**What you need to do**
Name every breakup app mentioned in the text about breakup apps below.

**Reading passage**

BEGIN

Breakup coach Mend, which was just voted one of Apple’s best apps of 2018, focuses on the emotional impact of a split by encouraging users to prioritize self-care. “Self-care is built into our training program on the app because we know how crucial it is to the mending process,” said Mend founder and CEO Elle Huerta. The app helps users build healthy habits to decipher and work through their emotions with daily check-ins, audio trainings from mental health and wellness experts and guided journaling.
Huerta explained that the “daily check-ins and audio trainings strike a delicate balance between science, emotion, and practicality,” offering users a more holistic approach to heartbreak. “All of the resources I found online felt cheesy and outdated, and none of them addressed the science of what’s actually happening in your brain and body during a breakup,” said Huerta.
Breakup Boss, which launched in 2017, addresses the technological temptations that come with a breakup. The app discourages users from contacting an ex, offering “all of the tools and techniques (and lots of lectures – cute!) to deal with all of the stages of your break-up, and just as you need them: in your phone, as you’re about to call your ex/have another shot of Tequila.” And Rx Breakup offers a 30-day program that “rolls clinical expertise into a smart, stylish guide for moving on in the digital age.”

END

**Data records**
BEGIN

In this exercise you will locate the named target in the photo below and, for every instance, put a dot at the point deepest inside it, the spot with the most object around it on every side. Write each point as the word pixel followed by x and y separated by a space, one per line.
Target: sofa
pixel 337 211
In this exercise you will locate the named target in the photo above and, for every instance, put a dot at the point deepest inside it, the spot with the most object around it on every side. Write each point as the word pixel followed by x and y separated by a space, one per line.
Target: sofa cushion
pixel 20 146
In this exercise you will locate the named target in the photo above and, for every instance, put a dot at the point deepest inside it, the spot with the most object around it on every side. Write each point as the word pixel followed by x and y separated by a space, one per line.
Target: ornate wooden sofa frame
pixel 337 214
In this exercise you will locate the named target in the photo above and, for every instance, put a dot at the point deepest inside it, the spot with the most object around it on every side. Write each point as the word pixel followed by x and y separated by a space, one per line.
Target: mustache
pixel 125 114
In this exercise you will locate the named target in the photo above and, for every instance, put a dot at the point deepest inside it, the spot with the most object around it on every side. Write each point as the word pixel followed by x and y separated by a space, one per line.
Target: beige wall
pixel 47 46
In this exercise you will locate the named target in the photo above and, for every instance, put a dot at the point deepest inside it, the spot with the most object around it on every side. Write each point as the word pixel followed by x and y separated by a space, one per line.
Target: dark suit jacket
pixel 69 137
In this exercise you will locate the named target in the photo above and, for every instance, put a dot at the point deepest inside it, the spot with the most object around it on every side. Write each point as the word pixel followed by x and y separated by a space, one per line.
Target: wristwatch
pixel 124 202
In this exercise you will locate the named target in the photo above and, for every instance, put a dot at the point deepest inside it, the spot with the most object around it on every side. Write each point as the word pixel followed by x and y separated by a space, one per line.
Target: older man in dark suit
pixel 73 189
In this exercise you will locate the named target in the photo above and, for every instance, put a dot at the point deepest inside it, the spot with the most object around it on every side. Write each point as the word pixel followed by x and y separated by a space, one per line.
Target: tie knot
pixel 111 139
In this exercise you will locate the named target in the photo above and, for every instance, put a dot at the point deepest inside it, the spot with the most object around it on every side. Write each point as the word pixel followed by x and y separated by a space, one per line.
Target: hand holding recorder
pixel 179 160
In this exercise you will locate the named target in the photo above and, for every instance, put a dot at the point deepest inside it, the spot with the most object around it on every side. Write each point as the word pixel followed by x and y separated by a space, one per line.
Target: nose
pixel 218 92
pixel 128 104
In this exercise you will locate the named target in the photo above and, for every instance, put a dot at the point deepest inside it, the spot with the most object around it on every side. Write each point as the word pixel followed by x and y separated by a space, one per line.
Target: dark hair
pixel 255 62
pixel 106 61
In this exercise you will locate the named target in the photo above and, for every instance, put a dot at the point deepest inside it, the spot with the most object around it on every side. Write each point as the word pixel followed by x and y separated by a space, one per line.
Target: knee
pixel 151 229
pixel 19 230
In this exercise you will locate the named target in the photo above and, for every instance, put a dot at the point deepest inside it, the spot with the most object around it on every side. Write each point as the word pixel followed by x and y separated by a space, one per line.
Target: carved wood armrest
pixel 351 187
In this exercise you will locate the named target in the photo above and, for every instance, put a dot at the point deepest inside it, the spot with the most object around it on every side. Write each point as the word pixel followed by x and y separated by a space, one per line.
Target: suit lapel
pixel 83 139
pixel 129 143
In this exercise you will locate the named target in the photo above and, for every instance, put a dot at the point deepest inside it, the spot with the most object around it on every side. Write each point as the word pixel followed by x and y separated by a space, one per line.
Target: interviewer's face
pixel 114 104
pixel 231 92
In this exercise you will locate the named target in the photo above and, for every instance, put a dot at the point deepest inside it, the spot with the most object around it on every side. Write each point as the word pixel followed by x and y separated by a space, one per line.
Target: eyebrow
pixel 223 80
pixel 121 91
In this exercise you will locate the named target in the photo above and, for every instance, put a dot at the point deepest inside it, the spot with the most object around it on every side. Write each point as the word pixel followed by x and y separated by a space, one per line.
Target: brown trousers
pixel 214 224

END

**Problem solution**
Mend, Breakup Boss, Rx Breakup